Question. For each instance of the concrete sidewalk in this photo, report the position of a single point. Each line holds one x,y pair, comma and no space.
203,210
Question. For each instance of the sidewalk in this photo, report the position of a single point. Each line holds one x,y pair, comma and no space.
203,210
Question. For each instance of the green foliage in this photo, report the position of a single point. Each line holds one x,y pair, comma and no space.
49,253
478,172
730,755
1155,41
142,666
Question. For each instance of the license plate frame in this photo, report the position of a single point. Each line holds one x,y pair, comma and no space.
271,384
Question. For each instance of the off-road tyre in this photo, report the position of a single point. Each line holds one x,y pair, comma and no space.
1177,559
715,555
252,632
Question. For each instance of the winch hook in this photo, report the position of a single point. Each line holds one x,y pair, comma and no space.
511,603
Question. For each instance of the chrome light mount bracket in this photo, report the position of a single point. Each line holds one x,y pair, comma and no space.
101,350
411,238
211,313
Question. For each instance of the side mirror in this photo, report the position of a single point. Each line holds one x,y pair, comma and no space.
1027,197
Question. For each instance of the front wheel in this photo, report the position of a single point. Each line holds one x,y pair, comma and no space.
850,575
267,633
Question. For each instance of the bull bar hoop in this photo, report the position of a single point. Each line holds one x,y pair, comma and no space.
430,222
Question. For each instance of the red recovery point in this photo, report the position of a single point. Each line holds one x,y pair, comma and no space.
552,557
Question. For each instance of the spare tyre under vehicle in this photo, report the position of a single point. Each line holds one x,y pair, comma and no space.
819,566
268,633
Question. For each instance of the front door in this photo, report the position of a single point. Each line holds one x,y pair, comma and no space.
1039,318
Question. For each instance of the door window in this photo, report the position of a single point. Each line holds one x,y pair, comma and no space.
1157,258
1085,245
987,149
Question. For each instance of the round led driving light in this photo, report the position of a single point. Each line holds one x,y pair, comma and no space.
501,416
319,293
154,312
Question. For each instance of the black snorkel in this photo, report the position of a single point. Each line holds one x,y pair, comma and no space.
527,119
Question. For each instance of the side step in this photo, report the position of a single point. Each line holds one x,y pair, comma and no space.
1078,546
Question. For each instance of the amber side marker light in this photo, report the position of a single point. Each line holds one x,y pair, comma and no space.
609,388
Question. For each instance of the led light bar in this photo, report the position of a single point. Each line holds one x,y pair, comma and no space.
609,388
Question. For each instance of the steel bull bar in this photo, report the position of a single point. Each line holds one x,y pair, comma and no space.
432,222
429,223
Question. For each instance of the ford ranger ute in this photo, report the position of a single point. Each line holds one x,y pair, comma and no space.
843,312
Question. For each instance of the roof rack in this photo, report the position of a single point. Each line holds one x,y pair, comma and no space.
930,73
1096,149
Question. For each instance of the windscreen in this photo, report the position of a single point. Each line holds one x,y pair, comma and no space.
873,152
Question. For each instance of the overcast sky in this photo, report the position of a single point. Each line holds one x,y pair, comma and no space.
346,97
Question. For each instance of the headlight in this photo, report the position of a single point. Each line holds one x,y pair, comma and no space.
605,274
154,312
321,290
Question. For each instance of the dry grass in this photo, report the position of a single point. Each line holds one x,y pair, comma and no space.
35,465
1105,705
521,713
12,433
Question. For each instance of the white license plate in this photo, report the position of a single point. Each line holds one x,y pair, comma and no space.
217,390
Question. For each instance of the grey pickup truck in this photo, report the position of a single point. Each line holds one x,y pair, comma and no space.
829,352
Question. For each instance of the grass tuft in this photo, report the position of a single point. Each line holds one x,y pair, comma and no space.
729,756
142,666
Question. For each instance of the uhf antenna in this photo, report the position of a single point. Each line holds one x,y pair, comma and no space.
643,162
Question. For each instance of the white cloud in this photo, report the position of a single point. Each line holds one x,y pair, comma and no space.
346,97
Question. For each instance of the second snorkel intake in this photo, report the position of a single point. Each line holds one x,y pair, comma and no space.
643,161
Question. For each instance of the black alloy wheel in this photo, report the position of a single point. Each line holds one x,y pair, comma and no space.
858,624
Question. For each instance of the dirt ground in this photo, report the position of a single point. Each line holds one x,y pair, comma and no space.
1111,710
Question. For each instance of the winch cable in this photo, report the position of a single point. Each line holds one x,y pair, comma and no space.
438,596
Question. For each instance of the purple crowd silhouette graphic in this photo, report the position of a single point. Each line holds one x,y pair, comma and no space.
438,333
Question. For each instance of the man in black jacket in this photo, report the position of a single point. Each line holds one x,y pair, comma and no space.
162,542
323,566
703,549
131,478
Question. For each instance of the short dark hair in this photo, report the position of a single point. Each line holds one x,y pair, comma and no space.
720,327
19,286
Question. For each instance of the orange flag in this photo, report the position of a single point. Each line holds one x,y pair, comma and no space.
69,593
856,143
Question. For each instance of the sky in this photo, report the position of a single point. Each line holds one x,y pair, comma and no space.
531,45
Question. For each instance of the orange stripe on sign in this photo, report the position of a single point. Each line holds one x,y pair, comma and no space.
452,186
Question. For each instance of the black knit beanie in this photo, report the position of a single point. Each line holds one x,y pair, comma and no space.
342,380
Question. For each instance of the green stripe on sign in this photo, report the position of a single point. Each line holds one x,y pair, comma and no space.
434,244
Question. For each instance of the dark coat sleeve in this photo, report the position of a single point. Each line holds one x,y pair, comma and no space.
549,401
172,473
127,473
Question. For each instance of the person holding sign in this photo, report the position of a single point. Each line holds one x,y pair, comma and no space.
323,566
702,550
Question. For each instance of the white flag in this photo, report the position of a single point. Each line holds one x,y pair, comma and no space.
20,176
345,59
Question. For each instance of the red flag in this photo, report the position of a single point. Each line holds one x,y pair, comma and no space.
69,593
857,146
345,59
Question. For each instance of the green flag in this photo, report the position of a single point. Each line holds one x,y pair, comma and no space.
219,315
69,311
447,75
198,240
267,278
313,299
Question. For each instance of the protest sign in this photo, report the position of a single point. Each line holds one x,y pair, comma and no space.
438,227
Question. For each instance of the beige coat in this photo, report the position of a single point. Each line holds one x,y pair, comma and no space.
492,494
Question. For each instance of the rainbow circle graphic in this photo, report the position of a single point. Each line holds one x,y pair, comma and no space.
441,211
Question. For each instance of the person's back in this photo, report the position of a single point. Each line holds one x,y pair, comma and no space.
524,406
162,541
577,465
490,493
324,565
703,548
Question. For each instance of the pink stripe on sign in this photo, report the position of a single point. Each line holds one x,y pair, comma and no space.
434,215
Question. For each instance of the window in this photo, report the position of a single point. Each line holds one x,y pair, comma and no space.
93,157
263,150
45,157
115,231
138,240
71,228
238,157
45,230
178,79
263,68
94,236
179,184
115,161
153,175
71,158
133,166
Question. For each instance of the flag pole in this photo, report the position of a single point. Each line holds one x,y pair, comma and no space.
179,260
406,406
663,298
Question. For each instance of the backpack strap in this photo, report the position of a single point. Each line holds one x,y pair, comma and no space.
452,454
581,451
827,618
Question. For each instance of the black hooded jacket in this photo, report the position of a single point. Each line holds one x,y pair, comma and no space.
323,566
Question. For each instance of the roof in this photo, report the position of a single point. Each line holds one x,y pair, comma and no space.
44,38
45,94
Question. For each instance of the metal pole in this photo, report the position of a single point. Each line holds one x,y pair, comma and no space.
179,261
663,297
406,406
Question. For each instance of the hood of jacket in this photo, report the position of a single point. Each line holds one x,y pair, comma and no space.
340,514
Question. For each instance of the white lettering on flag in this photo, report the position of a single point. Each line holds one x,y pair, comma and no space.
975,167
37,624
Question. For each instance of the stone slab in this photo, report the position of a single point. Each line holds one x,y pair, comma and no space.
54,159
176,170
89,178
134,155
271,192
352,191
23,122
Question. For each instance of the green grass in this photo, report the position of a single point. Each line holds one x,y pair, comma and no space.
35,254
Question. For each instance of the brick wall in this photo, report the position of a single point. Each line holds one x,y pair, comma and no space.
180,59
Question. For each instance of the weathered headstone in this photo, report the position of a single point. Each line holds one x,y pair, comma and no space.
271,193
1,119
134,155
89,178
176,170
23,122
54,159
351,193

* * *

■ BRIEF:
Everything from the line containing "Question. For each instance of the white lettering" through the last line of the records must be given again exactly; leave out all other lines.

■ REPLY:
Question. For each instance of the white lettering on flag in this photo, report the position of a single point. Each line holds one x,y pair, comma and no space.
975,167
37,624
Question. For each instance of the stone slab in this photo, report the position of a single point. Each line holds one x,y pair, comma and no space.
54,159
176,170
89,178
134,155
271,192
352,191
23,122
Question. For each instance of the green grass in this photo, report the position of a single point. Each line holds one x,y pair, comma and no space.
35,254
Question. For each instance of the brick wall in this photo, report the position of a single point. Each line holds one x,y pair, comma and no space.
180,59
Question. For each instance of the weathered headstone in this photo, report the position of a single point. Each line holds one x,y pair, comma and no space.
271,193
1,119
134,155
89,178
176,170
23,122
54,159
351,193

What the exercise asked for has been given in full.